WHAT TO PRODUCE: Express the lines of the data below, from the line with "of the ocean" through the line with "<point>58,232</point>", as a Markdown table with columns headed Row and Line. Number each row and leave out blank lines.
::: DATASET RECORDS :::
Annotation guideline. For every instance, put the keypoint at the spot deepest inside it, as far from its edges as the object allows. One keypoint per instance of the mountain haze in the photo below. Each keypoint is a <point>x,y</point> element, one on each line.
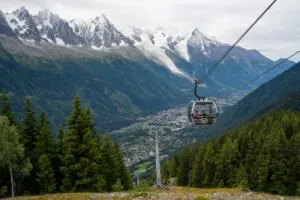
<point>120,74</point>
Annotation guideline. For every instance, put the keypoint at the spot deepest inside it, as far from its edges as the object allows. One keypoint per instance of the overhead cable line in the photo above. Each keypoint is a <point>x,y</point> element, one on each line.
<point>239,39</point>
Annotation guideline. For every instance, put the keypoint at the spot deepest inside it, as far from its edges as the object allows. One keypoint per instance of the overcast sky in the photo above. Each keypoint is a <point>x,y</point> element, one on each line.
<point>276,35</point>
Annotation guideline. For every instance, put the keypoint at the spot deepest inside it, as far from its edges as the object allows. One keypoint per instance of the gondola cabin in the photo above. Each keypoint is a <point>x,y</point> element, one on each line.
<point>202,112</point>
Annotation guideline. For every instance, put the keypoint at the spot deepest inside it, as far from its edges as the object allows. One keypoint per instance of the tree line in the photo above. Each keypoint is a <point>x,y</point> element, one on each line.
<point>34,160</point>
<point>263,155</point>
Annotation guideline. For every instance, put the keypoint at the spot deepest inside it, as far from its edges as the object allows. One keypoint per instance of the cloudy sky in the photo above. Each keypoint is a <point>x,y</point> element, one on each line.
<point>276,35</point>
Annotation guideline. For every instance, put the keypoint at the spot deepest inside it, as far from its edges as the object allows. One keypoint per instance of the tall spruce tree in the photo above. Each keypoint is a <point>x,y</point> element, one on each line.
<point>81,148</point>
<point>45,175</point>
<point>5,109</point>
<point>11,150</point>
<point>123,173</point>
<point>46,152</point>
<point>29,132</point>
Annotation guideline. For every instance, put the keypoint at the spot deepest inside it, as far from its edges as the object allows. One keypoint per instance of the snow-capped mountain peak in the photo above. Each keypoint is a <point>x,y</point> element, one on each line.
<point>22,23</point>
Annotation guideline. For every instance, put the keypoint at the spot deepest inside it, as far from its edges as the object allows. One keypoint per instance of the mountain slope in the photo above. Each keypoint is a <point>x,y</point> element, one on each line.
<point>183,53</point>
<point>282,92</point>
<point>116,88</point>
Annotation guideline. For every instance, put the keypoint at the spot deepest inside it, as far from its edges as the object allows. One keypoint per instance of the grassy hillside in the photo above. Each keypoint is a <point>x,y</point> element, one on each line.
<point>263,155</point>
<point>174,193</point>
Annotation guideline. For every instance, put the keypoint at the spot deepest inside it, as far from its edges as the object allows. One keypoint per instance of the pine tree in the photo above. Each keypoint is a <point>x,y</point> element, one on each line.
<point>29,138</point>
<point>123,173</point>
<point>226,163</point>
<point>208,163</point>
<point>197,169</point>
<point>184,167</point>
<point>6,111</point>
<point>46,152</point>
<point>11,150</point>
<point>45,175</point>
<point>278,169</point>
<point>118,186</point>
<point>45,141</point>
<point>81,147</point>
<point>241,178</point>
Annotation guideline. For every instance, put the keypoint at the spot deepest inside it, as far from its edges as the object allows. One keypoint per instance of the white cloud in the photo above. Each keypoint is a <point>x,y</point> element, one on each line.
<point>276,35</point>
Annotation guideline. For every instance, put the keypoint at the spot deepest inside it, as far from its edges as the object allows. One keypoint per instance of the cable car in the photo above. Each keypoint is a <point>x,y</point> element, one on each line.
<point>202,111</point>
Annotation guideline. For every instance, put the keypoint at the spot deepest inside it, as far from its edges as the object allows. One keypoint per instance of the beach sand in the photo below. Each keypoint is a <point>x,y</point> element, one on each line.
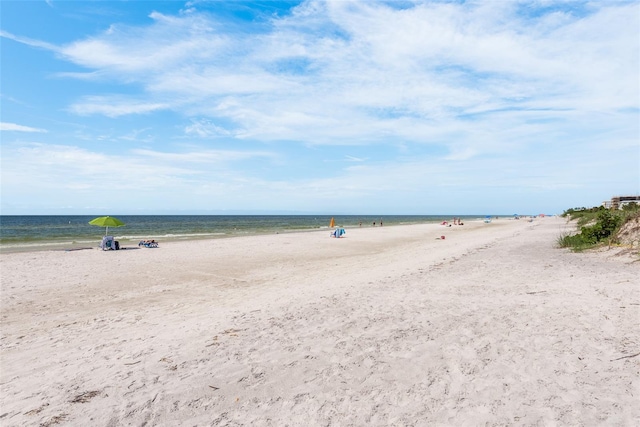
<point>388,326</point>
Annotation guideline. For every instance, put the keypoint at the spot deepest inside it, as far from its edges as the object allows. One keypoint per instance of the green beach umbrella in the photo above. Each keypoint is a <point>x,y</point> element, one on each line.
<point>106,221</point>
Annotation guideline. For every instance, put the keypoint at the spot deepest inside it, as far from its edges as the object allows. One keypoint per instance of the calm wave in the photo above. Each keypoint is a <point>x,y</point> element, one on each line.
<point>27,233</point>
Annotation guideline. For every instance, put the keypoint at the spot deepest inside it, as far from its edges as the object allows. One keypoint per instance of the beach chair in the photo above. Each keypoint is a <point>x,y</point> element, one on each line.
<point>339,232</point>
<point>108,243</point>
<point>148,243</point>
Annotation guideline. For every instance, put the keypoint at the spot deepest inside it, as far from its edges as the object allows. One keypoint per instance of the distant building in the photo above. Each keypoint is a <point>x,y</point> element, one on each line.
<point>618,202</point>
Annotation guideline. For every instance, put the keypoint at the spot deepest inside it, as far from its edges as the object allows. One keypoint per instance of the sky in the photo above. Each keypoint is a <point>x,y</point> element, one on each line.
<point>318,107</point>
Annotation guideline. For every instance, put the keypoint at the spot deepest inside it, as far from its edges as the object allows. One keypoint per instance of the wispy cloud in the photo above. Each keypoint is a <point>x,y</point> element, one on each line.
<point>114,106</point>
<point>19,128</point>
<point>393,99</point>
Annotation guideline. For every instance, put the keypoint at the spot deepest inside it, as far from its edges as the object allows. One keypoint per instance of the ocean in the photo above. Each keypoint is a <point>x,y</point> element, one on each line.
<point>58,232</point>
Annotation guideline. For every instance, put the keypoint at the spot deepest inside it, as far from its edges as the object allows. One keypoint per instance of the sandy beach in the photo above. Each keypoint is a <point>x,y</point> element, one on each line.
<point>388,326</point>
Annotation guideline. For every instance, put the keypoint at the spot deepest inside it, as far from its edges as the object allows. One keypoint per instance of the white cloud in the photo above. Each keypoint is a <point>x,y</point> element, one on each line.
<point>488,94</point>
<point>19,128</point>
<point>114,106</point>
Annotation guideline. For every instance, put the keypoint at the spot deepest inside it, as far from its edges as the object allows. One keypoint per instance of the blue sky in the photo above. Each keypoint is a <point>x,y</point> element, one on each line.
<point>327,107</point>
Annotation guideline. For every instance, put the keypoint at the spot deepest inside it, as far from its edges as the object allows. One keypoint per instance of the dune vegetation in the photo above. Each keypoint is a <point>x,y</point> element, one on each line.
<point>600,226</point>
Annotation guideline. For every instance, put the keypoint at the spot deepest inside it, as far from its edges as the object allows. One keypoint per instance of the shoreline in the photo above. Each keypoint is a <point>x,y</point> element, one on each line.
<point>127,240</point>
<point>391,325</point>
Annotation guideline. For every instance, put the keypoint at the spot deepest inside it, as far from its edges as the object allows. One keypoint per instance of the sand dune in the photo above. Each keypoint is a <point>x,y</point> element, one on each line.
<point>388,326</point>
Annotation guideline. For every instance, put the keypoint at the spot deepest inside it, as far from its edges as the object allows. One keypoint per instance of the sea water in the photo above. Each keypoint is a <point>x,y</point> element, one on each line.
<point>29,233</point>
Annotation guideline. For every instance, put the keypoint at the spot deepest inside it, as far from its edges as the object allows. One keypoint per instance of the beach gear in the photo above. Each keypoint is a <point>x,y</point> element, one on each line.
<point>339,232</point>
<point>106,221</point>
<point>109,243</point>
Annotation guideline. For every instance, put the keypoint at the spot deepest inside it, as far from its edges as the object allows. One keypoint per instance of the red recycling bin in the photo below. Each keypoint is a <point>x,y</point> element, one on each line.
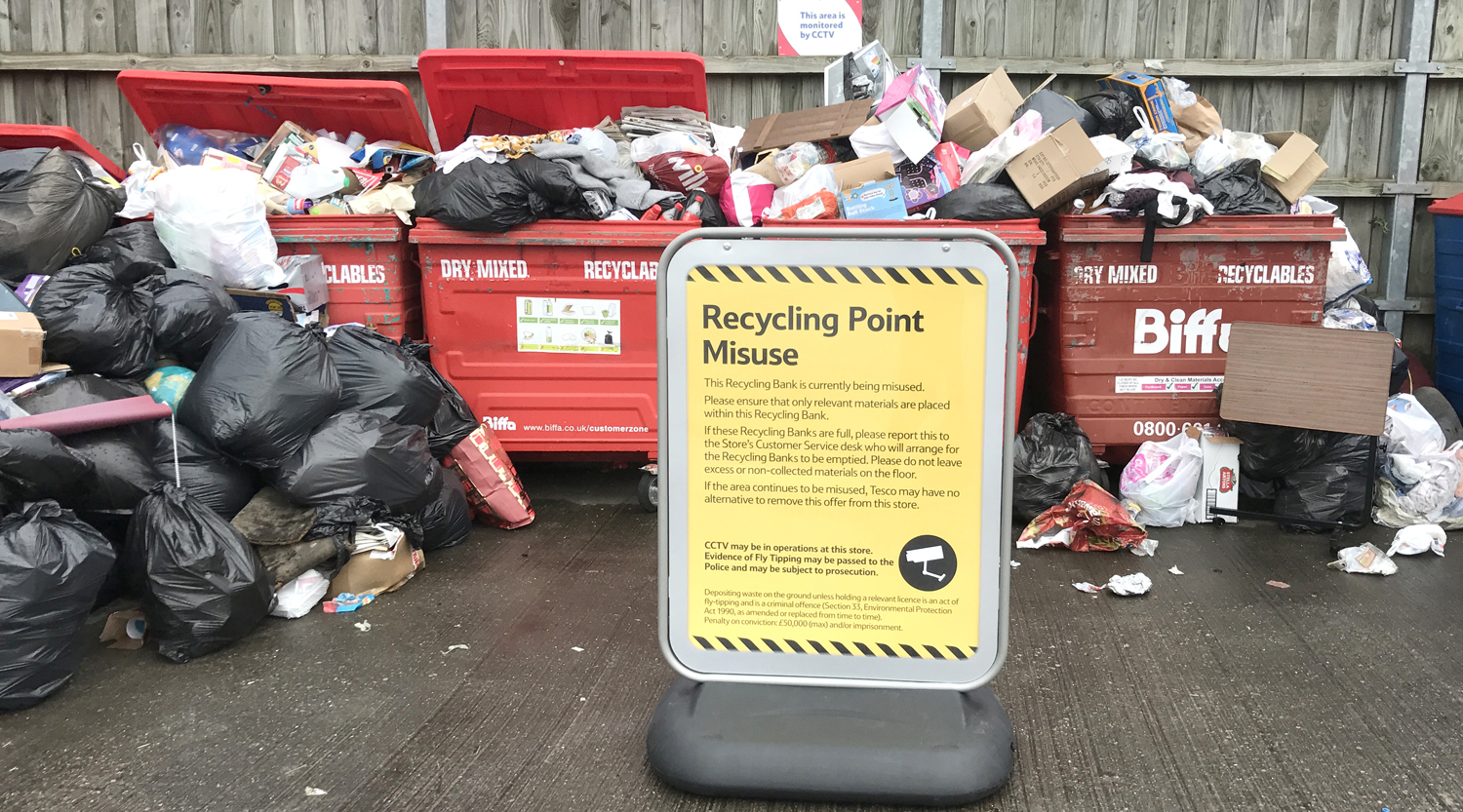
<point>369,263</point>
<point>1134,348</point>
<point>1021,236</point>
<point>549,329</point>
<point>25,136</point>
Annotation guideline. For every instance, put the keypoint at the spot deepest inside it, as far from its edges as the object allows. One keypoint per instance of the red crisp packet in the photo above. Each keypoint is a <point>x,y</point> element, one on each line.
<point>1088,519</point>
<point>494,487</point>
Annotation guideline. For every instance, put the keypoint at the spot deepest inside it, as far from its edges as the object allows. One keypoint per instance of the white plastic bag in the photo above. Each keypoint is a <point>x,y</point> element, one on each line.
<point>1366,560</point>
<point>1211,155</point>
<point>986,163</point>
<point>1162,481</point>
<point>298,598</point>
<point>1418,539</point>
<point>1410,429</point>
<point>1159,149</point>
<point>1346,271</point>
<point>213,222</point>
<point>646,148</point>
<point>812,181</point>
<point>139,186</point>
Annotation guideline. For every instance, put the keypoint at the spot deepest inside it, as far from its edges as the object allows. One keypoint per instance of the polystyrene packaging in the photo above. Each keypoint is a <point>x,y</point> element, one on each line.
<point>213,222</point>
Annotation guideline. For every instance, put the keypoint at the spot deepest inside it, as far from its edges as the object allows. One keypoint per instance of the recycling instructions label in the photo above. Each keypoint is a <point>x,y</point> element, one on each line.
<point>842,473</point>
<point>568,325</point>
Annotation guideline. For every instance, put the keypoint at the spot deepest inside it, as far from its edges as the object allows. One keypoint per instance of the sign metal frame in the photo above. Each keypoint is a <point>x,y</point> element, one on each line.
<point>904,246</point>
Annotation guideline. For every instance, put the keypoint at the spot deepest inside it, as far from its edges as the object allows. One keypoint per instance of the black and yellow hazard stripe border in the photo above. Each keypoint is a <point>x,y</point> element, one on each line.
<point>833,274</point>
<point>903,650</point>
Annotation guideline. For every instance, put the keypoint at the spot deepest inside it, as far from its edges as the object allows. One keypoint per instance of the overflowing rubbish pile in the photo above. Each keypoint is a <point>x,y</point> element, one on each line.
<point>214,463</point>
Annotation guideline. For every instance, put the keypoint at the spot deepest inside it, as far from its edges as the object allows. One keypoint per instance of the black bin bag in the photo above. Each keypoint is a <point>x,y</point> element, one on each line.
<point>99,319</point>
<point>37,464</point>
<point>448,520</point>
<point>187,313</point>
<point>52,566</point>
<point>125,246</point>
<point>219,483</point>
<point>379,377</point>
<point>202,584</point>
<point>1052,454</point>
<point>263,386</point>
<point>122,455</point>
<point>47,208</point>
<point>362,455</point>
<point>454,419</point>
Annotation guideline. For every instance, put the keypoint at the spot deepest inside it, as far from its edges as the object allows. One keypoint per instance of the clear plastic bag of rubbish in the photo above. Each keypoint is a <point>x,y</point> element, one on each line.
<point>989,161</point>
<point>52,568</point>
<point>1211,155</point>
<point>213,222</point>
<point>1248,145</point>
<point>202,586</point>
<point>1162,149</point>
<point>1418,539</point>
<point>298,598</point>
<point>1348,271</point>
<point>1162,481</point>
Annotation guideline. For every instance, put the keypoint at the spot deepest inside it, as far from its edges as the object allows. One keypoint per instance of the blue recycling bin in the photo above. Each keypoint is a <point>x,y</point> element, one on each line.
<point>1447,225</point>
:::
SOLUTION TO THE PROBLEM:
| Row | Line |
|---|---|
| 1 | Annotation guideline. For every instance, put the keypoint at the spot deepest inside it, as far from its edges as the object allows. One keypoint per instance of the ocean in the photo above. Each keypoint is a <point>x,y</point> element, one on each line. |
| 2 | <point>58,232</point> |